Passage provided:
Systemic lupus erythematosus SLE is an autoimmune disorder affecting not just one but many organs and systems in the body like the heart, joints, skin, lungs, blood vessels, liver, kidneys and the nervous system. This article will be discussing one type of lupus disorder, the lupus of the skin.
Skin lupus is characterized by lesions or rashes; however, there are skin lupus that are non-specific skin lesions.
Skin lupus is triggered by exposure to sunlight resulting to rashes. A visit to your dermatologist may not give you a complete picture of your disorder, but a doctor specializing in systemic lupus erythematosus or SLE like a rheumatologist might address your problem more accurately.
There are three types of skin lupus that usually affect women between 20 to 50 years old.
Chronic Cutaneous Lupus (CCLE)
The most common chronic cutaneous lupus is discoid lupus erythematosus (DLE). These are coin-shaped lesions that are thick, red scaly patches on the face specifically on the cheeks, nose and ears.
DLE may also appear on the neck, upper back and back of the hands. These lesions are not itchy or raw. Lesions can also appear on the scalp that usually result to permanent hair loss if the hair follicles are destroyed. The mouth or the lips may also appear and if untreated may cause ulcers and develop into squamous cell cancer.
Subacute Cutaneous Lupus (SCLE)
SCLE can manifest in two forms of lesions. Papulosquamous lesions are red scaly patches that resembles psoriasis. Annular lesions, on the other hand, are ring-shaped and a bit scaled on the edge of the lesions. SCLE usually appear on the chest area, upper back and neck but can also be develop on the face and arms. The lesions are not itchy and may not be linked to any systemic disease although subacute cutaneous lupus patients may also complain of joint disorders.
Acute Cutaneous Lupus (ACLE)
Lupus patients with systemic disorder manifest ACLE characterized by flat red patches on the cheeks and nose that resembles sunburn. This is referred to as butterfly rash or malar rash which is highly sensitive to sun rays and tanning rays. Lesions may also include oral ulcers, hives and temporary loss of hair which can grow back after disease flare has been treated.
Proper evaluation and assessment backed up by complete medical history, physical examinations and laboratory results are very important when diagnosing cutaneous lupus. Discoid lupus may not show any abnormalities from laboratory tests however the ANA (anti-nuclear antibodies) may also reveal anemia or abnormal decrease of red blood cells.

Exercise brief: In the text on skin lupus, reproduce the passage between "Systemic lupus erythematosus SLE" and "of the skin.", inclusive, with "autoimmune disorder" changed to "autoimmune disease".

(Image-grounded pointing data)
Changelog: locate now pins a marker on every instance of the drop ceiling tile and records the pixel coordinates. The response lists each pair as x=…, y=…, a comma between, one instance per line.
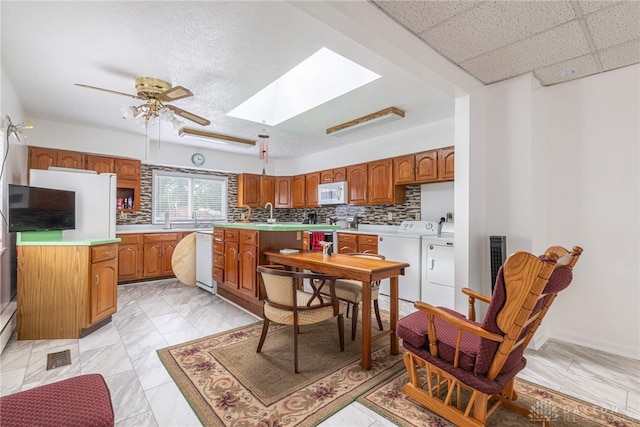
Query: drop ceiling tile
x=495, y=24
x=615, y=25
x=592, y=6
x=529, y=54
x=620, y=56
x=582, y=66
x=421, y=15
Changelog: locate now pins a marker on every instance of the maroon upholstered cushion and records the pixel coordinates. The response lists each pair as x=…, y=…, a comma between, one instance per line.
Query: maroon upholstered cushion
x=79, y=401
x=413, y=329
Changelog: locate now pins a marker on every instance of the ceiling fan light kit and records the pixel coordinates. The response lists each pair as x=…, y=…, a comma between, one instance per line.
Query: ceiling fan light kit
x=156, y=93
x=215, y=137
x=386, y=115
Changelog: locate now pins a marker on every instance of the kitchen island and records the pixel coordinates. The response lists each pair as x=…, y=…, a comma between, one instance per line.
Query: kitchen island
x=238, y=248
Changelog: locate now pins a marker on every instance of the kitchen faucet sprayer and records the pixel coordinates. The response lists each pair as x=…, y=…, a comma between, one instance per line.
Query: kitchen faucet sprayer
x=271, y=219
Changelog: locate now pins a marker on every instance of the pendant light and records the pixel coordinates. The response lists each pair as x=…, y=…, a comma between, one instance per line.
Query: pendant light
x=263, y=147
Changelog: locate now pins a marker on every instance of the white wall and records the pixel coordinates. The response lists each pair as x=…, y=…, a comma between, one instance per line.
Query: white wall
x=592, y=186
x=13, y=173
x=561, y=168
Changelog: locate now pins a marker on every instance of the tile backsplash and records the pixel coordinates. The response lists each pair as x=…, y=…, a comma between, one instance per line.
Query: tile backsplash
x=372, y=214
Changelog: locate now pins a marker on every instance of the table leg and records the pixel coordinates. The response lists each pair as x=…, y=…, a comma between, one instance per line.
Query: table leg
x=394, y=309
x=366, y=326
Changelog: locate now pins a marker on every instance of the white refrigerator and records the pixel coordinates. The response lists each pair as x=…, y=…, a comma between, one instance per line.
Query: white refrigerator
x=95, y=199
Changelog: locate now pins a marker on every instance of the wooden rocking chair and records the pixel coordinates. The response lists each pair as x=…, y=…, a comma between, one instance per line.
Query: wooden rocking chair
x=448, y=353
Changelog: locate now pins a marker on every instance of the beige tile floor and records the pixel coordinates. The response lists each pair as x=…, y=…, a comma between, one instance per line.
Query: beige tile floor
x=153, y=315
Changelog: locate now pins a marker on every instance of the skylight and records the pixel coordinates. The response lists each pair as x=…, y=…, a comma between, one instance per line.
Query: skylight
x=323, y=76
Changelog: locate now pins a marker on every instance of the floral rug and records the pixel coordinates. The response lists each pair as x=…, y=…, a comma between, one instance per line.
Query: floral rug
x=228, y=384
x=561, y=410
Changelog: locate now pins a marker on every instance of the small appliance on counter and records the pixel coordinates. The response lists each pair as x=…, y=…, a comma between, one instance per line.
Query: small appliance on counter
x=310, y=218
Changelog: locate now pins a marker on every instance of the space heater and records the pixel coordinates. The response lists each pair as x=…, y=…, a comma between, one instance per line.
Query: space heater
x=498, y=254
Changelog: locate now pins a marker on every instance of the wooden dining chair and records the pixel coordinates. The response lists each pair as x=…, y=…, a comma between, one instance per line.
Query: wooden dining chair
x=449, y=354
x=287, y=305
x=350, y=291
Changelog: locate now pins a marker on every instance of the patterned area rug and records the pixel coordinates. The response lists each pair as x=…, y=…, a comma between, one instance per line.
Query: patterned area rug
x=227, y=383
x=388, y=400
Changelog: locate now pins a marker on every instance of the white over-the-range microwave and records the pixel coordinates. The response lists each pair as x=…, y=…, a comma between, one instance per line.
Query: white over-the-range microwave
x=333, y=193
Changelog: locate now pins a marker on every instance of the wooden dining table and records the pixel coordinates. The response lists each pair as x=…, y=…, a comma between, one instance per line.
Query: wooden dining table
x=365, y=270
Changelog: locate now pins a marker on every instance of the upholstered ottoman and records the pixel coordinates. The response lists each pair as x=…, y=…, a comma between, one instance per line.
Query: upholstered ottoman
x=79, y=401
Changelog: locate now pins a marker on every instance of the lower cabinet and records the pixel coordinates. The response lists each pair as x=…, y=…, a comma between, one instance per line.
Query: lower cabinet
x=157, y=252
x=243, y=252
x=69, y=302
x=146, y=255
x=129, y=257
x=349, y=243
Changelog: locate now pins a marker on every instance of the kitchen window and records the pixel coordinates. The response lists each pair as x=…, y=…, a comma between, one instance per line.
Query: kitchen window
x=184, y=195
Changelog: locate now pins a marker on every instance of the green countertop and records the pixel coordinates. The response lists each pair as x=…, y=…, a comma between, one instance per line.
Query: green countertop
x=54, y=238
x=278, y=226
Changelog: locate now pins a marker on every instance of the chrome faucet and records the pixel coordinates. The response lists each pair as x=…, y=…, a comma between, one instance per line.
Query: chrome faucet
x=271, y=220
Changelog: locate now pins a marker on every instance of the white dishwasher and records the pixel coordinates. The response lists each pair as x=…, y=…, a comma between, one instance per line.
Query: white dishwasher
x=406, y=245
x=204, y=261
x=438, y=270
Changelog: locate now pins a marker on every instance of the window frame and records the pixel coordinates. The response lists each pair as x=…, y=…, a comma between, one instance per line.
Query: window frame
x=191, y=176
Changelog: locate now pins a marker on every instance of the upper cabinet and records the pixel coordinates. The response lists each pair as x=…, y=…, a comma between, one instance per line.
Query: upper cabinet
x=312, y=180
x=298, y=191
x=42, y=158
x=357, y=179
x=333, y=175
x=372, y=184
x=446, y=164
x=127, y=170
x=284, y=197
x=380, y=182
x=255, y=190
x=428, y=166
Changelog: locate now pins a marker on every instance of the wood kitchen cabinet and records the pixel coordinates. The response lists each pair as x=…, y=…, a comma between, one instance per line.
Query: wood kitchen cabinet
x=284, y=197
x=357, y=179
x=298, y=191
x=243, y=252
x=65, y=291
x=157, y=252
x=128, y=176
x=372, y=183
x=241, y=258
x=231, y=273
x=311, y=182
x=381, y=188
x=247, y=263
x=416, y=168
x=218, y=255
x=42, y=158
x=104, y=280
x=333, y=175
x=446, y=164
x=130, y=257
x=255, y=190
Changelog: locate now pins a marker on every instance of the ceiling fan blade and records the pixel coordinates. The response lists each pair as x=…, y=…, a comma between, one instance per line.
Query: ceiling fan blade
x=110, y=91
x=189, y=116
x=174, y=93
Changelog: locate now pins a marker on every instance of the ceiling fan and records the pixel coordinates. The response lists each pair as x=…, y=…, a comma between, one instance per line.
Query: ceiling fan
x=156, y=93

Output:
Systemic lupus erythematosus SLE is an autoimmune disease affecting not just one but many organs and systems in the body like the heart, joints, skin, lungs, blood vessels, liver, kidneys and the nervous system. This article will be discussing one type of lupus disorder, the lupus of the skin.